> **Exercise objective**
Can you transcribe the data exactly? Leave the pictures out.

> **Exercise data**

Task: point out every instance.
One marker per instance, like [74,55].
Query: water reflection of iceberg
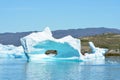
[36,44]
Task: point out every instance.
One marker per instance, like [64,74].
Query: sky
[35,15]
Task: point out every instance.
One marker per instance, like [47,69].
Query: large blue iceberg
[43,46]
[36,44]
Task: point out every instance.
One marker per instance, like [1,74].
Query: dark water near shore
[15,69]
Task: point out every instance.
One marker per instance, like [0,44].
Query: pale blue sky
[31,15]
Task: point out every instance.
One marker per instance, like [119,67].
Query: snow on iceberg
[36,44]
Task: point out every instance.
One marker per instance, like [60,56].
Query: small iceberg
[96,52]
[11,51]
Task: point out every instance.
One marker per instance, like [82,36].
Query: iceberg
[96,52]
[37,44]
[43,46]
[11,51]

> **Solution to the problem**
Task: point out every instance.
One marker per instance, like [74,55].
Query: water reflection of iceberg
[36,44]
Task: point out every instance.
One marker per instance, like [64,74].
Query: sky
[35,15]
Task: point out every instance.
One marker per instance, like [47,69].
Query: large blue iceberg
[43,46]
[36,44]
Task: point out every instance.
One marker per instance, like [1,74].
Query: dark water near shore
[15,69]
Task: point out every instance.
One marker per instance, like [0,44].
Query: pale blue sky
[31,15]
Task: point out every instance.
One marker per instance, like [119,67].
Query: snow on iceberg
[36,44]
Task: point out every instance.
One marker per instance, like [60,56].
Query: small iceberg
[96,52]
[11,51]
Task: point out every instance.
One marker per instance, like [82,36].
Query: iceberg
[96,52]
[37,44]
[43,46]
[11,51]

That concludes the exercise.